# [Stated goal]
Would you quote the material below in full and unchanged?

── Records for the exercise

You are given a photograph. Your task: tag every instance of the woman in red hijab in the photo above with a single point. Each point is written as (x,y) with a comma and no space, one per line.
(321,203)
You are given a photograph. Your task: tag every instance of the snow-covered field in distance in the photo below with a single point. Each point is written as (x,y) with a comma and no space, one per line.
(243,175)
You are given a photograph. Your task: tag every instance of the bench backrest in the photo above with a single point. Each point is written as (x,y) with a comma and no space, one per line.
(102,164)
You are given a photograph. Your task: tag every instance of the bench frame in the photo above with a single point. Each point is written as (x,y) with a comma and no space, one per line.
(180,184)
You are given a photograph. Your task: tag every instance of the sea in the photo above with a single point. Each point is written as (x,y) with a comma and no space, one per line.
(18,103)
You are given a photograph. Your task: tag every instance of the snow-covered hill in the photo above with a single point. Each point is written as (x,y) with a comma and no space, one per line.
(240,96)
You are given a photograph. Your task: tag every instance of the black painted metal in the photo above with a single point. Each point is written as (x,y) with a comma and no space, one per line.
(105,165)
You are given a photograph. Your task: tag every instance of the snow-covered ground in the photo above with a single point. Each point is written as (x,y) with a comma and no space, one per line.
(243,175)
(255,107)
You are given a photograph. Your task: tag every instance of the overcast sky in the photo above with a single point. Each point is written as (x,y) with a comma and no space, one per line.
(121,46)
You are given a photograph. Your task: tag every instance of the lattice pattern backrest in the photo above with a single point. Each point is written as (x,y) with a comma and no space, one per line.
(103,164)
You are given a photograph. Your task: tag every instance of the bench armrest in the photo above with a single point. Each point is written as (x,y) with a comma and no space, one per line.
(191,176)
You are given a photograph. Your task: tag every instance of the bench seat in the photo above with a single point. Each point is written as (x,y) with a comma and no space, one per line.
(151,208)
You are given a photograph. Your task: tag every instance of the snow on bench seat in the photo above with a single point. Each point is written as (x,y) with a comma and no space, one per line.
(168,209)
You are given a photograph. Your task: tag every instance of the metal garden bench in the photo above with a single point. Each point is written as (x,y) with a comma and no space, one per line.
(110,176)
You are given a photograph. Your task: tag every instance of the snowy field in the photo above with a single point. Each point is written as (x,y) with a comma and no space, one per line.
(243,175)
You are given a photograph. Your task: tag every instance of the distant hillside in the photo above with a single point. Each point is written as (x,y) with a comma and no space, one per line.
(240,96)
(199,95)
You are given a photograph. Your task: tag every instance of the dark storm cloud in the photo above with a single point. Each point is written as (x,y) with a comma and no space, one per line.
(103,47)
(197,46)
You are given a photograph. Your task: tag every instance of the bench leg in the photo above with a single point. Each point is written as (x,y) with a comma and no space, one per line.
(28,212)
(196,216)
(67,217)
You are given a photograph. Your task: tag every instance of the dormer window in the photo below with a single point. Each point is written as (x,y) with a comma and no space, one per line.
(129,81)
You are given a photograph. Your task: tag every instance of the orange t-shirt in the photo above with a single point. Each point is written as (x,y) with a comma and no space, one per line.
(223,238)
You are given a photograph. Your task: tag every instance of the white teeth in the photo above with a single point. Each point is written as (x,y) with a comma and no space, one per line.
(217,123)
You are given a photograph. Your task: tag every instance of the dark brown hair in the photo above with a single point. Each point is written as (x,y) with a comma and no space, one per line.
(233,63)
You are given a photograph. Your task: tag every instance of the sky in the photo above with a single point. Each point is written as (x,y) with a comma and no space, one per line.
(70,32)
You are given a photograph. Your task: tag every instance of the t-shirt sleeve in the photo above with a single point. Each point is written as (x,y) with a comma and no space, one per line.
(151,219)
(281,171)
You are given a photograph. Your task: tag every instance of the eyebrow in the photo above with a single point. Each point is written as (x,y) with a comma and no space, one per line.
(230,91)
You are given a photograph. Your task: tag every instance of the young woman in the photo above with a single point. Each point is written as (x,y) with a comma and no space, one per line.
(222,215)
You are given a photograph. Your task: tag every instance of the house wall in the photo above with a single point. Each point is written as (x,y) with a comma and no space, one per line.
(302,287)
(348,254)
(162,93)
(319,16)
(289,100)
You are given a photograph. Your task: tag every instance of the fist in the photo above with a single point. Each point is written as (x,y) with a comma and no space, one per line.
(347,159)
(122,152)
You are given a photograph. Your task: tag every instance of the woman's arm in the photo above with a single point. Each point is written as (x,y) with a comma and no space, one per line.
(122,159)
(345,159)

────

# [Complete output]
You are given a photograph. Your task: tag every instance of the woman in red hijab in the photo above with a single point. Each point is written as (x,y) with a comma and no space, one per line.
(321,203)
You are given a photograph. Your task: tag every instance of the snow-covered field in distance in the photo below with a single point. Each point is written as (x,y) with a comma and no space, one per line.
(243,175)
You are given a photograph. Your task: tag every instance of the bench backrest in the photo above with a single point. Each point is written as (x,y) with a comma and no space, one per line.
(102,164)
You are given a photograph. Your task: tag every instance of the bench frame in the photo above with a single point. Each point is written as (x,y) with a comma and no space, one per line.
(180,184)
You are given a photograph. Your task: tag every instance of the sea in the photo above with a single point. Each point is written as (x,y) with a comma and no space, one per line.
(18,103)
You are given a photograph. Your task: tag every instance of the snow-covered hill in the photo above with a single point. Each point is written as (x,y) with a comma and no space, one per line.
(240,96)
You are given a photograph. Your task: tag every instance of the black painted metal in the photo above with a single point. Each point is written as (x,y) with a comma and no space, one per line.
(105,165)
You are given a photograph. Your task: tag every instance of the snow-covered ground in the photo above with a single point. Each point is written as (x,y) with a comma and no space, one per line.
(243,175)
(255,107)
You are given a photograph. Your task: tag every instance of the overcast sky in the photo above with a single point. Each point is written as (x,y) with a comma and no space, one per line.
(121,46)
You are given a photograph. Your task: tag every instance of the lattice pattern backrest in the photo above with a single point. Each point is written as (x,y) with a comma and no space, one per line.
(103,164)
You are given a photograph. Your task: tag every instance of the bench armrest in the photo above with a single point. Each point is written as (x,y) with a comma and no space, one per line.
(191,176)
You are given a photograph. Your task: tag every instance of the bench seat in the photo above with a single point. Each point is written as (x,y) with a comma and no space, one per line.
(151,208)
You are given a photograph. Your task: tag every instance of the snow on bench seat in the photo above with a single point. Each point is written as (x,y) with a comma and no space, one per line.
(168,209)
You are given a photograph. Your task: tag every instance of the metal garden bench in the photo above with a single point. Each point is written as (x,y) with a comma and no space, one per line.
(110,176)
You are given a photograph. Your task: tag every instance of the snowy field in the photo above with a single point. Each point is written as (x,y) with a comma and no space, one per line.
(243,175)
You are given a photograph. Your task: tag every instance of the distant hillside in the photo above with a single point. Each point is written as (x,y) with a comma and no space, one per line.
(240,96)
(199,95)
You are given a photograph. Your task: tag every instance of the dark storm cloud in the photo above with a single point. Each point is written as (x,y) with a comma and no space, one per line.
(103,47)
(197,46)
You are given a photograph. Your task: tag every instance of the bench leg in the photo above with a single point. Each point is written as (x,y) with a comma and no space, one per line.
(28,212)
(196,216)
(67,217)
You are given a photograph. Your task: tag every instance of the dormer window in the photo below with a single point. Each point is written as (x,y) with a comma and no space, one per line.
(129,81)
You are given a photograph. Your task: tag every instance of the orange t-shirt in the photo above with a single point. Each point is written as (x,y) with a comma and no space, one per line.
(223,238)
You are given a photograph. Your task: tag every instance of the white teeth in the photo above with a single point. Each point is written as (x,y) with a comma and no space, one per line.
(217,123)
You are given a photograph. Your task: tag every instance of the dark brown hair in the photo above with a single point. Each point is written as (x,y) with a comma and no space, one per line.
(233,63)
You are given a photograph. Your task: tag every instance of the sky in the photo above with a single point. Each point is written as (x,y) with a comma and no space, one per line.
(70,32)
You are given a photograph. Your task: tag every instance of the t-shirt sleeve in the photo above with a single point. Each point is written as (x,y) with a comma and no space, one per line.
(151,219)
(281,171)
You are given a photograph. Your task: tag every instance of the eyebrow in the photo above with a single point. Each point is written as (x,y) with a comma and no space, one per line.
(230,91)
You are given a photograph. Your task: tag every instance of the young woman in the photo above with a single point. Each point is written as (x,y) with a comma and no space, one per line.
(222,215)
You are given a photograph. Your task: tag every instance of the house wall in the photo above with a single point. Each point is written as (x,y) with a comma and no space, one per line.
(302,287)
(348,254)
(162,93)
(319,16)
(289,100)
You are given a photograph. Your task: tag every instance of the fist in the photo above with a single point. Each point is written as (x,y) with a comma and no space, one per line.
(347,159)
(122,152)
You are given a photograph. Your task: tag every instance of the woman's arm in the photo above with a single point. Each point is written as (x,y) with a comma and no space, one per line.
(122,159)
(345,159)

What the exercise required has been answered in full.